• PROMPT: Rewrite the lines from the one containing "For each instance of the window" through the end of the records, putting "MUST" in place of "SHOULD" and leaving everything else as it is.

• Photo object pointing records:
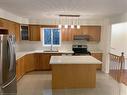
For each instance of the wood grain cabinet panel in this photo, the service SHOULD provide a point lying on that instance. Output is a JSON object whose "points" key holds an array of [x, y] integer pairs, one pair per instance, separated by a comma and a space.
{"points": [[44, 61], [20, 70], [99, 57], [34, 31], [29, 62]]}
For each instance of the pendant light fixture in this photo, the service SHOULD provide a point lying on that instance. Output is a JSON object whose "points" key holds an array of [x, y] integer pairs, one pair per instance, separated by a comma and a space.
{"points": [[65, 19]]}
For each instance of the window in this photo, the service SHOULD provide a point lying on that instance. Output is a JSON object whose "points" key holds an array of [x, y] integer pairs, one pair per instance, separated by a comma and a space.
{"points": [[51, 36]]}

• TASK ANSWER:
For each instance of the window in this photo, the service MUST provide a point lying on that instance. Output is a JSON object whose "points" key holds an array of [x, y] integer pairs, one pair per instance, separated by a comma and a space.
{"points": [[51, 36]]}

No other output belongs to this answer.